DevMode
The collapse of the Communist Soviet Union and Eastern Europe created an uncertain future for many countries of the world, particularly those of the Third World.
Naturally, the eventual demise of Soviet influence in international affairs reinforced "American primacy" in world affairs and strengthened American power in almost all parts of the world. Conflict situations, whether bilateral or multilateral, awaited American input and resolution.1 The Arab-Israeli conflict was one such conflict that seemed to beg for American leadership and guidance in the search for diplomatic solutions.
Historically, while supporting the establishment of Israel in 1948, the Soviet Union had, by and large, upheld a solution to the Palestinian-Israeli conflict that would satisfy Palestinian minimal aspirations and Israeli security concerns. In 1988, Mikhail Gorbachev stated that the Palestinian people had the "right to self-determination" in the same measure as it was ensured for "the people of Israel."2 Nonetheless, given the enormity of changes in the wake of the unraveling of the Soviet Bloc in the 1980s, the former Communist power became increasingly less interested "in competing with the Americans" in areas related to the Middle East.3 Moscow's shift in its Middle East policy became more obvious during the second Gulf War (1991), when it indirectly backed the U.s.-led intervention in the Gulf. By doing so, Moscow was seemingly abandoning its responsibilities as a superpower in a vital region of the world.

**LIST OF TASKS:**
• A. List every phrase that the Soviet collapse passage places in quotation marks.
• B. Answer these questions from the Soviet collapse passage:
(i) In what year did Mikhail Gorbachev state that the Palestinian people had the right to self-determination?
(ii) During which war did Moscow's shift in its Middle East policy become more obvious?
(iii) What did the Soviet Union support in 1948?
• C. Reproduce without alteration the part of the Soviet collapse passage that opens with the words containing "Naturally, the eventual" and closes with "for diplomatic solutions.".

**SUPPLIED MATERIAL:**
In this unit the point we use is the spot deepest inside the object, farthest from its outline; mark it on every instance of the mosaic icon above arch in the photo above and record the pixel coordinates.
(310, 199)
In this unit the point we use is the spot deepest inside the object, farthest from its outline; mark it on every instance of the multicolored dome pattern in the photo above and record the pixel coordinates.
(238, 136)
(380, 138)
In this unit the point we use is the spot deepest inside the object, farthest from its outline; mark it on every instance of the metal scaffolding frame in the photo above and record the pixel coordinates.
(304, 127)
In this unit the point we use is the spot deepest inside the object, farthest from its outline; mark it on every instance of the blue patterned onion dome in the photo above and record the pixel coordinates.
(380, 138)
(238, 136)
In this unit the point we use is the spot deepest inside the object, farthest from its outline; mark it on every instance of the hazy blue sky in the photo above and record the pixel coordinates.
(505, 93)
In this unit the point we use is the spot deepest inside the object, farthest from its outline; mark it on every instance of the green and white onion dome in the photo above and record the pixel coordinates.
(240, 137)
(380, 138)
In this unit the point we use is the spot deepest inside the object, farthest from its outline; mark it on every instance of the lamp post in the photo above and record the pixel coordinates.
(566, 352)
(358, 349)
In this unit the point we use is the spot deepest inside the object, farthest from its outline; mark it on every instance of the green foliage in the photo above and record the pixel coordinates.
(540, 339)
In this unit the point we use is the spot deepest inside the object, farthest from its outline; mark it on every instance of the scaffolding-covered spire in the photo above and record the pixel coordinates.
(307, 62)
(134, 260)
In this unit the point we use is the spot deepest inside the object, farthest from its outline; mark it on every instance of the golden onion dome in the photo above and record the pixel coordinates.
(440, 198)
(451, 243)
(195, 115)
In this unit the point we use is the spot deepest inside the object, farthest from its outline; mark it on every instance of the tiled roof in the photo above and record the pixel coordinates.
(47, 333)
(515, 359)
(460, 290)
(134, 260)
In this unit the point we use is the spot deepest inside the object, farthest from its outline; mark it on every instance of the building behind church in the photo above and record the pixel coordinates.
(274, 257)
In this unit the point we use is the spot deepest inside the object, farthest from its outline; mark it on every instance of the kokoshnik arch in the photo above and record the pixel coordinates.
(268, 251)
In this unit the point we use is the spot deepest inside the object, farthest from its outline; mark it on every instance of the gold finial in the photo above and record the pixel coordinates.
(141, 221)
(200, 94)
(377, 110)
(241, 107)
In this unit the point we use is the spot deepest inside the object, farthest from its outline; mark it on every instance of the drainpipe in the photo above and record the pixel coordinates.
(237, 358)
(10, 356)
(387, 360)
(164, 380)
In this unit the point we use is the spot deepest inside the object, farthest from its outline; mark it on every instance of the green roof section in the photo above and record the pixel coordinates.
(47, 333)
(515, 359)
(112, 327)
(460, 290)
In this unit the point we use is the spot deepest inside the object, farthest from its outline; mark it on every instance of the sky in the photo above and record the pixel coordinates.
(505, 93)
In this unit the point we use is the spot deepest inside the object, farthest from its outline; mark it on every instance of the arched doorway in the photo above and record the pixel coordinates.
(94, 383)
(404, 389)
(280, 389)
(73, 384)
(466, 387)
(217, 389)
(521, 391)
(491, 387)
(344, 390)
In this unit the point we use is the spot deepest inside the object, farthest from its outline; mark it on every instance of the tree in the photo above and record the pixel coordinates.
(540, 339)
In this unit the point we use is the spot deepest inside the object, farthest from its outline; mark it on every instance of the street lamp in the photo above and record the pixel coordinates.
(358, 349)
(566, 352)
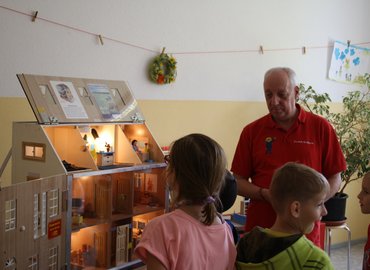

**TASK ANSWERS:**
• A.
"American primacy"
"right to self-determination"
"the people of Israel"
"in competing with the Americans"

• B.
(i) 1988
(ii) The second Gulf War (1991)
(iii) The establishment of Israel

• C.
Naturally, the eventual demise of Soviet influence in international affairs reinforced "American primacy" in world affairs and strengthened American power in almost all parts of the world. Conflict situations, whether bilateral or multilateral, awaited American input and resolution.1 The Arab-Israeli conflict was one such conflict that seemed to beg for American leadership and guidance in the search for diplomatic solutions.